WHAT YOU NEED TO DO:
In the slingshot competition thread, which TV show does NoSugarRob name in connection with the music in the first video?

DOCUMENT SEGMENT:
-- Begin --

# 2010 chinese slingshot shooting competition



## danny (Aug 24, 2010)

[media]http://www.youtube.com/watch?v=k5Sa7Xed0Rk


----------



## ZDP-189 (Mar 14, 2010)

I edited your links; you should use the Insert media button:









I like baldy shooting with a cigarette in his mouth at the beginning of the first video.

Thanks for posting.


----------



## smitty (Dec 17, 2009)

Great videos and fun to watch too !


----------



## NoSugarRob (Jun 3, 2010)

thanks 4 sharing. music in vid one gave me a blast from the past. is was on a tv show called the high chaparral.


----------



## Sam (Jul 5, 2010)

Excellent vids, looks like a very nice community. It would be nice to have something similar over here!


----------



## NoSugarRob (Jun 3, 2010)

Sam said:


> Excellent vids, looks like a very nice community. It would be nice to have something similar over here!


----------



## whipcrackdeadbunny (May 22, 2010)

NoSugarRob said:


> Excellent vids, looks like a very nice community. It would be nice to have something similar over here!











[/quote]
Me too.


----------



## shot in the foot (Jan 3, 2010)

good videos, and some very good shooters there, i couldnt hit a oil drum from that distance ha ha , jeff


----------



## philly (Jun 13, 2010)

Those Dudes can shoot! Great video Danny, thanks.


----------



## NaturalFork (Jan 21, 2010)

I love videos of competition. We need shoots like this in the states.


----------



## dgui (Jan 12, 2010)

I like the Bonanza type music. Did not notice anyone with eye protection. Am asuming 10 meter / 33 foot distance. Fine video, thanks for posting it I enjoy watching others shoot.


----------



## JoergS (Dec 17, 2009)

Ennio Morricone rocks!


----------



## Brooklyn00003 (Feb 28, 2010)

Very impressive shooting and looks to be a great community !!

They are shooting at 10-15 and 20 meters .


----------



## wd40 (Jul 19, 2010)

A lot of really good shooting. thanks for sharing.


----------



## GreyOwl (Oct 21, 2010)

Sam said:


> Excellent vids, looks like a very nice community. It would be nice to have something similar over here!


same advice, I can't say it better than you


----------



## HOE (Nov 13, 2010)

I would love to see western shooters compete in China competition.


----------

-- End --

DATA LINES:
-- Begin --

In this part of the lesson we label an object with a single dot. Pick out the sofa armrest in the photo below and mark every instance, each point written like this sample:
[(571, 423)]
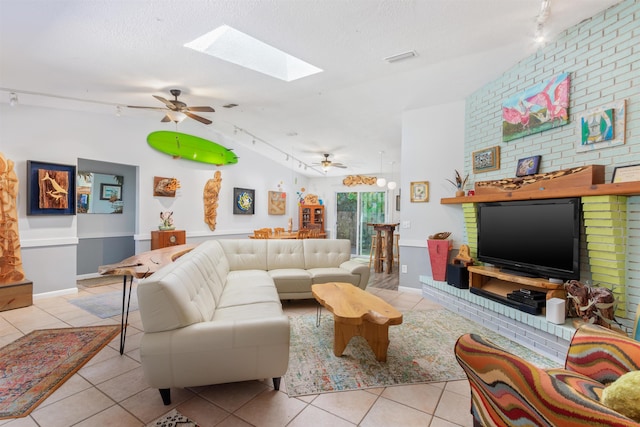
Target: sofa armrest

-- End --

RESPONSE TO THE TASK:
The High Chaparral.